- Excerpt provided
as the design components evolved from concept to their final, fabricated state, the entire process took place in a cloud-based platform which allowed all stakeholders — from NYC, to cape town, to botswana — to see the progress of every item in real-time.
atlassian HQ | image © SHoP architects + BVN | read more about the project on designboom here
DB: for the atlassian HQ in sydney, designed in collaboration with BVN and eckersley o’callaghan, how will mass-timber be used to ensure the project’s sustainability?
coren sharples, founding principal: we designed the new atlassian HQ in sydney to support and reflect the company’s core values. among these are an intense focus on workplace wellness and sustainability. the tower is broadly organized into half a dozen components we call ‘habitats’. each one is a four-level mass timber construction that is freestanding within the steel and glass exoskeleton of the tower itself. the spaces in between these two structural systems are then available to perform as a new kind of space: an energy efficient, naturally ventilated zone, not indoors but also not quite outdoors, akin to a garden but closely integrated into the cultural flow of the workplace at large.
the tower uses mass timber in a hybrid structure that allows us to greatly reduce the amount of steel and concrete used in construction, thereby reducing the building’s overall carbon footprint. because the timber is exposed throughout most of the interior, we are also largely eliminating the use of wallboard and other cladding materials. while this has significant sustainability benefits, it also lends a welcoming aesthetic to have the natural warm wood used as the interior finish.

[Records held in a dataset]
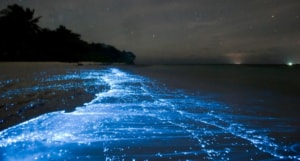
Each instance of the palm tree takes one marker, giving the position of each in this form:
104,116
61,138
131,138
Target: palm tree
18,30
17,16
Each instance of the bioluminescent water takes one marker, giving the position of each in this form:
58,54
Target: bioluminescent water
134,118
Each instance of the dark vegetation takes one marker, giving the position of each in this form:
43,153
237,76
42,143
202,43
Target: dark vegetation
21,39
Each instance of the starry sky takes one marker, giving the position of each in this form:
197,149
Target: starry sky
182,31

--

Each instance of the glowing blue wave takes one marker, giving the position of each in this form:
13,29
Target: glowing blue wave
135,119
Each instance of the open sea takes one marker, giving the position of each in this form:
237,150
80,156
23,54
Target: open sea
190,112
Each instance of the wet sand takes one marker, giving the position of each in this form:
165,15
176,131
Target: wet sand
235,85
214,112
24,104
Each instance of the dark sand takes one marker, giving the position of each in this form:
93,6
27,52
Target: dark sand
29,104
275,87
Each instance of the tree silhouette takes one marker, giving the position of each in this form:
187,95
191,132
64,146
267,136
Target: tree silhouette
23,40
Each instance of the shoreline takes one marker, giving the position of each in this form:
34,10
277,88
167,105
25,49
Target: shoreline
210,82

==

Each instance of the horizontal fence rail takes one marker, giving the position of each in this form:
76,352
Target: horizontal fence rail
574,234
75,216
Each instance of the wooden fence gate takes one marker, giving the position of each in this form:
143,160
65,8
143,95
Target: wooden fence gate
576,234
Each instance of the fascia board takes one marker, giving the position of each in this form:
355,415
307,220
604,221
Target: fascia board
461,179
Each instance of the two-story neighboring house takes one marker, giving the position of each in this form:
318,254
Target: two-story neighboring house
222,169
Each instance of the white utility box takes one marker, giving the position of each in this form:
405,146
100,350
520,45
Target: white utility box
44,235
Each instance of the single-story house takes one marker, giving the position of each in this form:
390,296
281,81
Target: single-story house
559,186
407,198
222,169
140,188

- What to work on
(1) In the Atlassian HQ excerpt, what name is given to the half a dozen components the tower is organized into?
(2) Write out the part of the Atlassian HQ excerpt that opens with "as the design" and closes with "the project’s sustainability?", but switch "cloud-based platform" to "web-based system".
The records have nothing to do with this.

- Solved tasks
(1) They are called ‘habitats’.

(2)
as the design components evolved from concept to their final, fabricated state, the entire process took place in a web-based system which allowed all stakeholders — from NYC, to cape town, to botswana — to see the progress of every item in real-time.
atlassian HQ | image © SHoP architects + BVN | read more about the project on designboom here
DB: for the atlassian HQ in sydney, designed in collaboration with BVN and eckersley o’callaghan, how will mass-timber be used to ensure the project’s sustainability?